* **Pagina**
□ □ □ □ □ □ □

Esistono differenze tra uomo e donna nella capacità di memorizzare? No, le differenze sono più che
altro individuali, legate alla capacità di attenzione e non al sesso.
Con quali criteri il cervello “sceglie” di ricordare o dimenticare un evento? Non è una scelta, né
una casualità. Il ricordo è più forte se possiedo elementi di aggancio. Per esempio, ricorderò più
facilmente la formula della relatività (E = mc2) se ho nozioni di fisica, se so cos’è la massa di un
corpo e così via.
Intelligenza e memoria sono collegate? Non necessariamente, anzi ci può essere una dissociazione tra
le due cose. E’ il caso degli idiot savants (idoti sapienti) con basso quoziente intellettivo, ma
capaci di ricordare elenchi lunghissimi di elementi privi di nessi logici, come serie casuali di
numeri o lo stradario di New York. Nella vita, però, queste persone non riescono a sfruttare le loro
straordinarie capacità e sembrano imprigionate nella gabbia dei ricordi, senza poterli rielaborare
per andare oltre il dato mnemonico.

□ □ □ □ □ □ □

[Voci di dati estratte]
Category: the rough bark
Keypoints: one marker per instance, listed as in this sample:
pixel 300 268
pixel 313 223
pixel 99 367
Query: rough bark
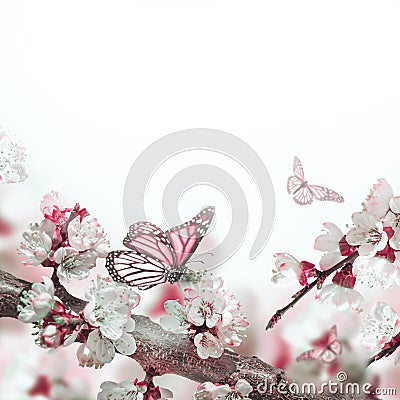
pixel 160 352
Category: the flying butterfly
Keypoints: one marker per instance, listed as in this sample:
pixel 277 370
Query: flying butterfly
pixel 303 193
pixel 326 348
pixel 156 256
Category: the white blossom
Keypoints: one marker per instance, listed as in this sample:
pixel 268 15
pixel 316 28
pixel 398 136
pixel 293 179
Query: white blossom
pixel 103 349
pixel 329 244
pixel 209 391
pixel 85 234
pixel 377 202
pixel 37 242
pixel 368 234
pixel 211 314
pixel 340 297
pixel 177 320
pixel 73 264
pixel 379 327
pixel 37 301
pixel 377 271
pixel 119 391
pixel 110 306
pixel 12 160
pixel 208 345
pixel 207 308
pixel 289 270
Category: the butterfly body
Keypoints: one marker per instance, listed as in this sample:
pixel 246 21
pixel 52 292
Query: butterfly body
pixel 326 349
pixel 156 256
pixel 303 193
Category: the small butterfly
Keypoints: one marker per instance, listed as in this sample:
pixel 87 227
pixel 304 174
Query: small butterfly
pixel 158 257
pixel 327 348
pixel 303 193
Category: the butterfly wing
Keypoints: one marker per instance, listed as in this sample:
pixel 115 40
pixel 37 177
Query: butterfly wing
pixel 324 194
pixel 135 269
pixel 298 171
pixel 313 354
pixel 303 196
pixel 331 353
pixel 150 240
pixel 295 181
pixel 294 184
pixel 185 238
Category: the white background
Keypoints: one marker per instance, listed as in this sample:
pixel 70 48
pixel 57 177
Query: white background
pixel 86 86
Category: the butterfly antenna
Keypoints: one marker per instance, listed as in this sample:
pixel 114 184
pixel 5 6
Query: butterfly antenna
pixel 201 254
pixel 193 261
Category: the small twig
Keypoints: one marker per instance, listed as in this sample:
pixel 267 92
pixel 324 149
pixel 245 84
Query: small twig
pixel 322 275
pixel 388 350
pixel 160 352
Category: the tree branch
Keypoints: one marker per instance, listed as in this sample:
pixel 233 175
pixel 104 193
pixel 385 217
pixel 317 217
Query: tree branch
pixel 301 293
pixel 160 352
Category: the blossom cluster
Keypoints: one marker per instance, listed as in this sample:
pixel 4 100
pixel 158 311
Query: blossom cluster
pixel 12 159
pixel 109 317
pixel 68 239
pixel 372 250
pixel 105 325
pixel 210 314
pixel 375 236
pixel 381 329
pixel 133 391
pixel 58 326
pixel 209 391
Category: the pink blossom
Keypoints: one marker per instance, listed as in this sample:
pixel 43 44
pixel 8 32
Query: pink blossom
pixel 208 345
pixel 37 243
pixel 377 202
pixel 333 243
pixel 289 270
pixel 84 233
pixel 12 159
pixel 37 301
pixel 368 234
pixel 379 327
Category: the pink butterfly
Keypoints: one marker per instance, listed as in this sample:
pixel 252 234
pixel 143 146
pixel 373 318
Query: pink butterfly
pixel 303 193
pixel 158 257
pixel 327 348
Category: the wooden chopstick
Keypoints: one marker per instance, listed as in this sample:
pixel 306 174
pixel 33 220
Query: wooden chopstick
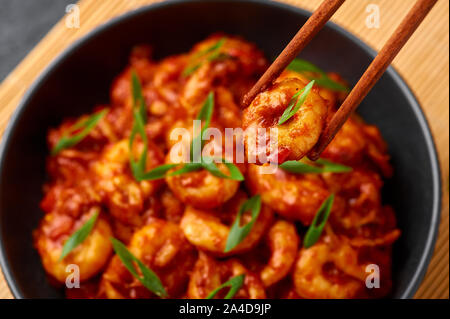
pixel 373 73
pixel 317 20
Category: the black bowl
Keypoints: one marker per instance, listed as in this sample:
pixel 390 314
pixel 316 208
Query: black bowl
pixel 80 78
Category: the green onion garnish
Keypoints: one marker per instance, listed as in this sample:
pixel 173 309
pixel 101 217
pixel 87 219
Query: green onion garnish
pixel 85 125
pixel 161 171
pixel 147 277
pixel 234 283
pixel 318 223
pixel 301 66
pixel 79 236
pixel 296 102
pixel 325 166
pixel 237 232
pixel 211 53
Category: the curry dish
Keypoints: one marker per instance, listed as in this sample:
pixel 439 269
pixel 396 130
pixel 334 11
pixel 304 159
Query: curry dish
pixel 134 232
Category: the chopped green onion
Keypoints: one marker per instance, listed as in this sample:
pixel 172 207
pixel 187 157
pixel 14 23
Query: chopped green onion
pixel 147 278
pixel 79 236
pixel 140 116
pixel 325 166
pixel 211 167
pixel 205 115
pixel 211 53
pixel 138 98
pixel 86 126
pixel 234 283
pixel 331 167
pixel 301 66
pixel 237 232
pixel 318 223
pixel 295 103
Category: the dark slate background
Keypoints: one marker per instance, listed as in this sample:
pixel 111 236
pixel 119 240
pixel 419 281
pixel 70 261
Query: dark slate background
pixel 23 23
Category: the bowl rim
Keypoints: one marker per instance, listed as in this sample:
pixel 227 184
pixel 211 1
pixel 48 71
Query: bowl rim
pixel 424 261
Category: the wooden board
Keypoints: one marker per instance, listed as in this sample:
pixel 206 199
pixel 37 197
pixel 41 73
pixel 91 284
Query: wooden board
pixel 423 62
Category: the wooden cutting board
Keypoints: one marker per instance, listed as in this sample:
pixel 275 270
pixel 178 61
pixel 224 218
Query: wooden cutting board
pixel 423 62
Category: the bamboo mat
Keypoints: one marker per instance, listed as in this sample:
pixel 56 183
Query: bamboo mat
pixel 423 62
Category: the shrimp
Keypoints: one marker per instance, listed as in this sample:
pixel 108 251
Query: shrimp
pixel 208 274
pixel 329 270
pixel 283 241
pixel 121 193
pixel 297 136
pixel 358 211
pixel 201 189
pixel 239 66
pixel 293 196
pixel 207 230
pixel 161 246
pixel 90 256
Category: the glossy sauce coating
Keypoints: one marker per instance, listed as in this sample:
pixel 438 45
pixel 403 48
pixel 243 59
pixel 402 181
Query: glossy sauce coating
pixel 178 225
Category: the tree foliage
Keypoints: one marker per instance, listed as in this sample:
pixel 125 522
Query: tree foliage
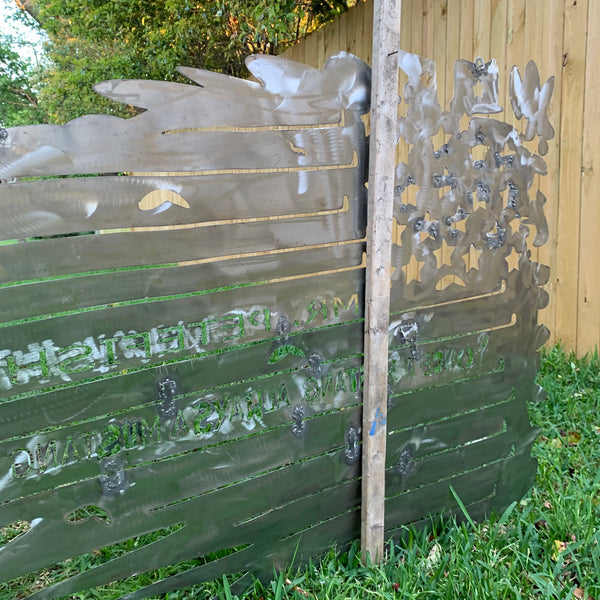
pixel 18 97
pixel 94 40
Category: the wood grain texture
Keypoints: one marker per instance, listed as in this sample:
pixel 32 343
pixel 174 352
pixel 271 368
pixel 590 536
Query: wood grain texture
pixel 588 330
pixel 384 97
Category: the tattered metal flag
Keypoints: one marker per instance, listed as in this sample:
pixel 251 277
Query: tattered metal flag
pixel 181 304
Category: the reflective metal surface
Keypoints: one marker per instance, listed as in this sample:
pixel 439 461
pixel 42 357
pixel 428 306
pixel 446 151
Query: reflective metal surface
pixel 189 365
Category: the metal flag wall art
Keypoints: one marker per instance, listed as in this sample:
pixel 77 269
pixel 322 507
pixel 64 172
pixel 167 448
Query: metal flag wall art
pixel 181 307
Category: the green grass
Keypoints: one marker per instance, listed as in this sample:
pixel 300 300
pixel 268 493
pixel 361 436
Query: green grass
pixel 546 546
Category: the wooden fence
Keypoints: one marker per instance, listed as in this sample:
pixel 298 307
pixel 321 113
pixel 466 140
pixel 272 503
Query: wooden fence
pixel 563 38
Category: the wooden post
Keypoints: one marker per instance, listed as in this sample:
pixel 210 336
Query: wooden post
pixel 382 153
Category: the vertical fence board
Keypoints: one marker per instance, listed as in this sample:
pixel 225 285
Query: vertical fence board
pixel 382 154
pixel 571 127
pixel 588 329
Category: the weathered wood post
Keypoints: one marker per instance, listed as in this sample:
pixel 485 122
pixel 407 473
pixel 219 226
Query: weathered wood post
pixel 382 152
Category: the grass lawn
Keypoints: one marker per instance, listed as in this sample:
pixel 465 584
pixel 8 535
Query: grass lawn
pixel 546 546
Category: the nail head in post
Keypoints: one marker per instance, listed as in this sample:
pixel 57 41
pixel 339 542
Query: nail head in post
pixel 352 452
pixel 113 478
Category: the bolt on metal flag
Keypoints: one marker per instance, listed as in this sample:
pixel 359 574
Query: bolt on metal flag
pixel 181 306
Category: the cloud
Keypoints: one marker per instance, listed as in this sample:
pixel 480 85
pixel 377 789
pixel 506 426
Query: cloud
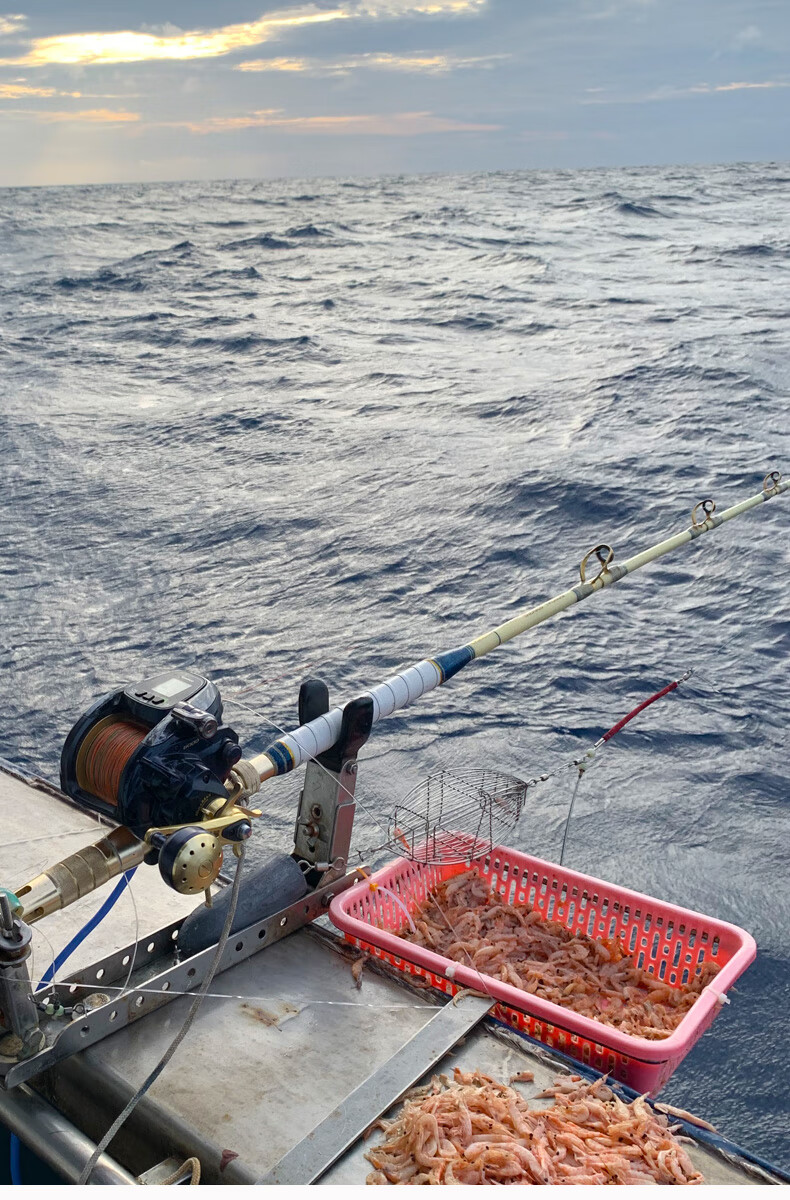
pixel 707 89
pixel 669 93
pixel 11 23
pixel 90 115
pixel 423 63
pixel 419 7
pixel 125 46
pixel 544 136
pixel 746 37
pixel 15 90
pixel 166 42
pixel 381 125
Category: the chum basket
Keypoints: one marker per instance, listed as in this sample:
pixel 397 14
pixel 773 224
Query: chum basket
pixel 666 941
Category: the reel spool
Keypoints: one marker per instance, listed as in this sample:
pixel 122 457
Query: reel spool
pixel 151 754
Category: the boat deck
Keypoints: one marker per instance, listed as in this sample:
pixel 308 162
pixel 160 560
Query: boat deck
pixel 280 1047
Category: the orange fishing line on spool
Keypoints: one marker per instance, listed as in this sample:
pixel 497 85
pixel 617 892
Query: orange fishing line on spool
pixel 103 756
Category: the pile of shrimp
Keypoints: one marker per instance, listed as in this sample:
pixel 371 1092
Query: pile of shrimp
pixel 478 1131
pixel 464 921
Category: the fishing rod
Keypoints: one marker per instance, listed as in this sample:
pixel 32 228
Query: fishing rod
pixel 317 736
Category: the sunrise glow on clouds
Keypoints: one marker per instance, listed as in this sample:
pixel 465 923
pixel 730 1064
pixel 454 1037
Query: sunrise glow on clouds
pixel 127 46
pixel 446 84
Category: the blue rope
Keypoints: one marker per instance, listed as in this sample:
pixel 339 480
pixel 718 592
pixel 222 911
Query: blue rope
pixel 49 975
pixel 88 928
pixel 16 1165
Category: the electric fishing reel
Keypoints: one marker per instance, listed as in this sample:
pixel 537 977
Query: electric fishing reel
pixel 155 756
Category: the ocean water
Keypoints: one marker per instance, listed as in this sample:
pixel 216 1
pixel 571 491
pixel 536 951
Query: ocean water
pixel 269 430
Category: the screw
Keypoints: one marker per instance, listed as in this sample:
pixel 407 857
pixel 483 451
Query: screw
pixel 7 916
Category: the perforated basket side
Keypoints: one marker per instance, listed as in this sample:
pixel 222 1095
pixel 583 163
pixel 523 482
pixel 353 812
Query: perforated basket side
pixel 669 942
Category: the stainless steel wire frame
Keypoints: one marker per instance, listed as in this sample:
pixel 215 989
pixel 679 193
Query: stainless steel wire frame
pixel 453 816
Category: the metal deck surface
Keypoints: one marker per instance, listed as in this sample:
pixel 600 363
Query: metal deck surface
pixel 280 1042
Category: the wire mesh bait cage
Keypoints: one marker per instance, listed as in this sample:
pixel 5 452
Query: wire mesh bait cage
pixel 456 815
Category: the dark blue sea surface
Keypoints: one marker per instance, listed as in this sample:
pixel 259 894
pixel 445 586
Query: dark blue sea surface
pixel 270 430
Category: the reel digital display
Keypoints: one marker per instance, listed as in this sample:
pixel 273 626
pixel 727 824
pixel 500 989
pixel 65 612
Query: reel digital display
pixel 153 753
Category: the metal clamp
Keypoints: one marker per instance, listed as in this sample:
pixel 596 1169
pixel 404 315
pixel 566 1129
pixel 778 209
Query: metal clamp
pixel 708 509
pixel 604 555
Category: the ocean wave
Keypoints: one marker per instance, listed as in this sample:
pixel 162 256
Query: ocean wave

□ □ □ □ □ □ □

* **Consegne**
**A.** Riscrivi il passo del testo sulla memoria che inizia con "Con quali criteri" e finisce con "il dato mnemonico.", sostituendo "New York" con "Londra".
**B.** Rispondi a queste domande basandoti sul testo sulla memoria.
(i) A che cosa sono legate le differenze individuali nella capacità di memorizzare?
(ii) Quale formula viene citata come esempio di ricordo facilitato?
(iii) Che quoziente intellettivo hanno gli idiot savants?

* **Risposte**
**A.**
Con quali criteri il cervello “sceglie” di ricordare o dimenticare un evento? Non è una scelta, né
una casualità. Il ricordo è più forte se possiedo elementi di aggancio. Per esempio, ricorderò più
facilmente la formula della relatività (E = mc2) se ho nozioni di fisica, se so cos’è la massa di un
corpo e così via.
Intelligenza e memoria sono collegate? Non necessariamente, anzi ci può essere una dissociazione tra
le due cose. E’ il caso degli idiot savants (idoti sapienti) con basso quoziente intellettivo, ma
capaci di ricordare elenchi lunghissimi di elementi privi di nessi logici, come serie casuali di
numeri o lo stradario di Londra. Nella vita, però, queste persone non riescono a sfruttare le loro
straordinarie capacità e sembrano imprigionate nella gabbia dei ricordi, senza poterli rielaborare
per andare oltre il dato mnemonico.

**B.**
(i) Alla capacità di attenzione.
(ii) La formula della relatività, E = mc2.
(iii) Basso.